**GOAL:** What is needed is an exact repeat of the lines from the line containing "In this exercise you will indicate the cub's paw" through the final line of the entries below, and nothing else.

◆ ◆ ◆

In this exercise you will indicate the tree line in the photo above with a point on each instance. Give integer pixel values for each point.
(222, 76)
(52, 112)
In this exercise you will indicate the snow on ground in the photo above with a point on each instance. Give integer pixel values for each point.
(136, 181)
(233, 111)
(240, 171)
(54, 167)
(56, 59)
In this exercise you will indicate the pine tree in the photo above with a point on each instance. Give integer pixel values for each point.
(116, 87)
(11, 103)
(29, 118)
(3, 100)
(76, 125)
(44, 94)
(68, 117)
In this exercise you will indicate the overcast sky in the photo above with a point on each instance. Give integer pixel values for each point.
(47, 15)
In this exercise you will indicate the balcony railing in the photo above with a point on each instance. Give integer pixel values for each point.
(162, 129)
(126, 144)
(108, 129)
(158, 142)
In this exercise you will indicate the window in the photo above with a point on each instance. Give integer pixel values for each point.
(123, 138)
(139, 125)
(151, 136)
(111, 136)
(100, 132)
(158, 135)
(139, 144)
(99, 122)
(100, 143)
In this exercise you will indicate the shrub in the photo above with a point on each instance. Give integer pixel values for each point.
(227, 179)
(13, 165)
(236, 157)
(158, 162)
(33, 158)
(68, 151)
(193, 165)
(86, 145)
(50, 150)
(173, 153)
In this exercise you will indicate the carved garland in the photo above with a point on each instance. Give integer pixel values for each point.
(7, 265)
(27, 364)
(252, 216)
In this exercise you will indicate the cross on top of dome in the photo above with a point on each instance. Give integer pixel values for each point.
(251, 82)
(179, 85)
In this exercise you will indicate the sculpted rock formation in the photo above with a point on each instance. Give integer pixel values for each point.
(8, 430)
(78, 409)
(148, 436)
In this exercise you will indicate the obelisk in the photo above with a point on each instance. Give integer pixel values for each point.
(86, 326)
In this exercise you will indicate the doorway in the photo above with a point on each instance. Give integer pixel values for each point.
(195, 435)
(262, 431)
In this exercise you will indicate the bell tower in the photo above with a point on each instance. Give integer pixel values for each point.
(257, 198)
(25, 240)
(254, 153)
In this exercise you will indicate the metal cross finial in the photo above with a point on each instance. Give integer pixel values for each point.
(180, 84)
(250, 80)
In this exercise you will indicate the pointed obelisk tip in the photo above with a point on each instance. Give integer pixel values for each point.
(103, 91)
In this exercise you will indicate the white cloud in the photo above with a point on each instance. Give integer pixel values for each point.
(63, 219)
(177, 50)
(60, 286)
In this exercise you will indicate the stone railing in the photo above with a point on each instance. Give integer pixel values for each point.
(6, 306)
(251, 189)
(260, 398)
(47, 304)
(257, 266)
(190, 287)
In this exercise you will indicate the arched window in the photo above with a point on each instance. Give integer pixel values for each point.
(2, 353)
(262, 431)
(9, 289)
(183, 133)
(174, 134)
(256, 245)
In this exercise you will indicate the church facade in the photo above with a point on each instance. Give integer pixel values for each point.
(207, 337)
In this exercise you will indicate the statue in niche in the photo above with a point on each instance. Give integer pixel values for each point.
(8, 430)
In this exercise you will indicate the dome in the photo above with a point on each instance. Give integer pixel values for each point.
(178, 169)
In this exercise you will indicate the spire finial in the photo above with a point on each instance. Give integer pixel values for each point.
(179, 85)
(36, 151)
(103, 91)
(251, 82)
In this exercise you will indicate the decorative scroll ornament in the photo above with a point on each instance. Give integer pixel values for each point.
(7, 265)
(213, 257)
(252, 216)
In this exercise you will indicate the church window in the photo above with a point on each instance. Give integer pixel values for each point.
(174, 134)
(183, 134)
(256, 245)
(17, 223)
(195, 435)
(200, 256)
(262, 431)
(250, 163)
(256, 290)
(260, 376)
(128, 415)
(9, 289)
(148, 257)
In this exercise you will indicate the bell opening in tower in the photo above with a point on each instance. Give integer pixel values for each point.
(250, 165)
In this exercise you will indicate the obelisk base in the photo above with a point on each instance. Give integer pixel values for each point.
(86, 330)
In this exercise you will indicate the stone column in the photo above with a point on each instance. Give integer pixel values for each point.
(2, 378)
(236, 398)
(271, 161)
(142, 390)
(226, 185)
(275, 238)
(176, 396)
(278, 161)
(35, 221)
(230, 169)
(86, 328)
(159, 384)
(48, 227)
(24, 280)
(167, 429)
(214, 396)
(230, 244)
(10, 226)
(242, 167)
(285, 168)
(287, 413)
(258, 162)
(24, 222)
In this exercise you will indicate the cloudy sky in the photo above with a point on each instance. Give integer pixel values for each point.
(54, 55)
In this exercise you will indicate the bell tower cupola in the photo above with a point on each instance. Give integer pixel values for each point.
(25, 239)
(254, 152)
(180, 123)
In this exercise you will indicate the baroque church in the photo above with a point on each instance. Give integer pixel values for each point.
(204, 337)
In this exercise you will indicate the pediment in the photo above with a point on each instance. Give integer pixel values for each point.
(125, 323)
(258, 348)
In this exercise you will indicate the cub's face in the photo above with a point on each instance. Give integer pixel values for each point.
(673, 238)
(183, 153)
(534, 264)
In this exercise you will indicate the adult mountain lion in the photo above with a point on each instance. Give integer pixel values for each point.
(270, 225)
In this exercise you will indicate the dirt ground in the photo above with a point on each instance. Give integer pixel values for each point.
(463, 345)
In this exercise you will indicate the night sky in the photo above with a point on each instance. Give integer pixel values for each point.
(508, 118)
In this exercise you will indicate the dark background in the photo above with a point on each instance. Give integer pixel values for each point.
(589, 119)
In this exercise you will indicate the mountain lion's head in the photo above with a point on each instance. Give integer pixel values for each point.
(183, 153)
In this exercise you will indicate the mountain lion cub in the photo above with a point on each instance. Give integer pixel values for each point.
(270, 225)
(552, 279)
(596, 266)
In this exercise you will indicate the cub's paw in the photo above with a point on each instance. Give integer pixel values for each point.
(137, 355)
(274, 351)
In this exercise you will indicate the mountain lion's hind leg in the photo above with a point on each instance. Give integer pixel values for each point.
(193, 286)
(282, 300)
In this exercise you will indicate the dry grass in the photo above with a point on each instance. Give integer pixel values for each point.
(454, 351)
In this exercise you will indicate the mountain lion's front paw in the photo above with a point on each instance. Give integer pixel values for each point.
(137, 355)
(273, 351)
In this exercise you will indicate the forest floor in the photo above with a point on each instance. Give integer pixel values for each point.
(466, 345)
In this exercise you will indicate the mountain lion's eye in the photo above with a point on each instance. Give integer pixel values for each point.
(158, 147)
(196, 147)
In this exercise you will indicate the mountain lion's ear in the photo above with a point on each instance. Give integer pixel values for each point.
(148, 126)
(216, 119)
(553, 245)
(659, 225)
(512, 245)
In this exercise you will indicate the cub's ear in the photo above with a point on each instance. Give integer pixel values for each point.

◆ ◆ ◆

**EXERCISE RESPONSE:**
In this exercise you will indicate the cub's paw in the photo above with a point on each instance. Give integer pixel values for each point.
(137, 355)
(274, 351)
In this exercise you will indicate the mountain lion's hind leg in the photo above with a point on each instance. Give integer pixel values for each point.
(193, 286)
(282, 300)
In this exercise you will indicate the dry grass in the photo above with a point on each instance. Give integer pixel values for each point.
(454, 351)
In this exercise you will indicate the mountain lion's front paw in the photo above with a point on each instance. Give integer pixel values for each point.
(137, 355)
(273, 351)
In this exercise you will indicate the forest floor in the photo above with a point on each instance. Give integer pixel values for each point.
(466, 345)
In this exercise you will indicate the mountain lion's eye in the photo above with a point on each instance. Give integer pixel values for each point.
(158, 147)
(196, 147)
In this exercise you will indicate the mountain lion's ear in the photo above with a point on each instance. Give integer pixel values for each point.
(148, 126)
(216, 119)
(553, 245)
(659, 225)
(512, 245)
In this exercise you will indicate the cub's ear in the photo above with a point on each instance. Give integer pixel values for each point.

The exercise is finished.